Filter the listing below down to the lines holding the word "front", and copy those lines.

BEGIN

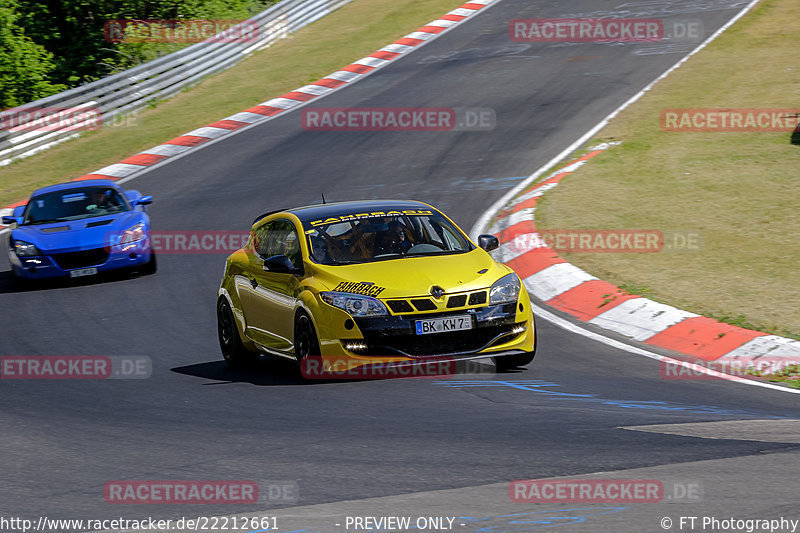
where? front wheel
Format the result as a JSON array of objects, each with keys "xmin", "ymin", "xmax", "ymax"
[
  {"xmin": 10, "ymin": 269, "xmax": 31, "ymax": 291},
  {"xmin": 494, "ymin": 322, "xmax": 537, "ymax": 372},
  {"xmin": 139, "ymin": 251, "xmax": 157, "ymax": 275},
  {"xmin": 217, "ymin": 297, "xmax": 257, "ymax": 368},
  {"xmin": 294, "ymin": 313, "xmax": 320, "ymax": 375}
]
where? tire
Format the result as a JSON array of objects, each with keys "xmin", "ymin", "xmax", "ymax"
[
  {"xmin": 294, "ymin": 312, "xmax": 320, "ymax": 375},
  {"xmin": 11, "ymin": 270, "xmax": 31, "ymax": 291},
  {"xmin": 217, "ymin": 297, "xmax": 257, "ymax": 368},
  {"xmin": 137, "ymin": 252, "xmax": 157, "ymax": 275},
  {"xmin": 494, "ymin": 322, "xmax": 537, "ymax": 372}
]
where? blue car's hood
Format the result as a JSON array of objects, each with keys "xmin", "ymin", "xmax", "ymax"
[{"xmin": 11, "ymin": 212, "xmax": 146, "ymax": 254}]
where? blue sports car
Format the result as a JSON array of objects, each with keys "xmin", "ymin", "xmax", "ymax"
[{"xmin": 3, "ymin": 179, "xmax": 155, "ymax": 285}]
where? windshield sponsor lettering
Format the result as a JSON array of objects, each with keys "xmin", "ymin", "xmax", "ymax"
[
  {"xmin": 309, "ymin": 210, "xmax": 433, "ymax": 227},
  {"xmin": 334, "ymin": 281, "xmax": 386, "ymax": 297}
]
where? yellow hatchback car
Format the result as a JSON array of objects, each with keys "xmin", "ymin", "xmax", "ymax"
[{"xmin": 217, "ymin": 200, "xmax": 536, "ymax": 374}]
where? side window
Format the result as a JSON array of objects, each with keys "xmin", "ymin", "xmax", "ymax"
[
  {"xmin": 253, "ymin": 223, "xmax": 273, "ymax": 258},
  {"xmin": 254, "ymin": 219, "xmax": 302, "ymax": 268}
]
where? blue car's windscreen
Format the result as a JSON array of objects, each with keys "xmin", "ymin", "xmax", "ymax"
[{"xmin": 22, "ymin": 187, "xmax": 130, "ymax": 225}]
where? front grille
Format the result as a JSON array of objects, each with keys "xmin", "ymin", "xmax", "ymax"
[
  {"xmin": 364, "ymin": 324, "xmax": 518, "ymax": 356},
  {"xmin": 51, "ymin": 248, "xmax": 109, "ymax": 270},
  {"xmin": 468, "ymin": 291, "xmax": 487, "ymax": 305},
  {"xmin": 387, "ymin": 300, "xmax": 414, "ymax": 313},
  {"xmin": 411, "ymin": 299, "xmax": 437, "ymax": 311},
  {"xmin": 446, "ymin": 295, "xmax": 467, "ymax": 308}
]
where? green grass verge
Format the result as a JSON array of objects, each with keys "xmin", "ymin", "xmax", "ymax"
[
  {"xmin": 0, "ymin": 0, "xmax": 465, "ymax": 205},
  {"xmin": 747, "ymin": 364, "xmax": 800, "ymax": 388},
  {"xmin": 536, "ymin": 0, "xmax": 800, "ymax": 340}
]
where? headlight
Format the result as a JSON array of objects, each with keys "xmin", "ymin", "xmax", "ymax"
[
  {"xmin": 14, "ymin": 240, "xmax": 41, "ymax": 257},
  {"xmin": 119, "ymin": 222, "xmax": 145, "ymax": 245},
  {"xmin": 489, "ymin": 273, "xmax": 521, "ymax": 304},
  {"xmin": 321, "ymin": 291, "xmax": 388, "ymax": 317}
]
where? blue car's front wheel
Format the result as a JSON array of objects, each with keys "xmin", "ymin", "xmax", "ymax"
[
  {"xmin": 139, "ymin": 251, "xmax": 157, "ymax": 275},
  {"xmin": 10, "ymin": 268, "xmax": 32, "ymax": 291}
]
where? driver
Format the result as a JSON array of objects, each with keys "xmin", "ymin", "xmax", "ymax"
[
  {"xmin": 86, "ymin": 189, "xmax": 117, "ymax": 211},
  {"xmin": 375, "ymin": 221, "xmax": 410, "ymax": 256}
]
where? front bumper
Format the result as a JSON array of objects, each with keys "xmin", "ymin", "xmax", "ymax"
[
  {"xmin": 349, "ymin": 302, "xmax": 533, "ymax": 358},
  {"xmin": 9, "ymin": 240, "xmax": 151, "ymax": 279}
]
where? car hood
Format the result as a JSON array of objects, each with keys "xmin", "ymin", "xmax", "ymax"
[
  {"xmin": 311, "ymin": 248, "xmax": 512, "ymax": 299},
  {"xmin": 11, "ymin": 212, "xmax": 145, "ymax": 254}
]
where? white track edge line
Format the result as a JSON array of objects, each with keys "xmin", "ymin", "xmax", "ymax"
[
  {"xmin": 530, "ymin": 301, "xmax": 800, "ymax": 395},
  {"xmin": 468, "ymin": 0, "xmax": 800, "ymax": 395}
]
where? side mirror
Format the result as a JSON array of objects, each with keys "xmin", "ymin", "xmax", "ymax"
[
  {"xmin": 2, "ymin": 216, "xmax": 18, "ymax": 225},
  {"xmin": 263, "ymin": 255, "xmax": 302, "ymax": 275},
  {"xmin": 136, "ymin": 195, "xmax": 153, "ymax": 205},
  {"xmin": 478, "ymin": 234, "xmax": 499, "ymax": 252}
]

END

**Output of the exercise**.
where? front wheel
where? front grille
where? blue car's front wheel
where? front bumper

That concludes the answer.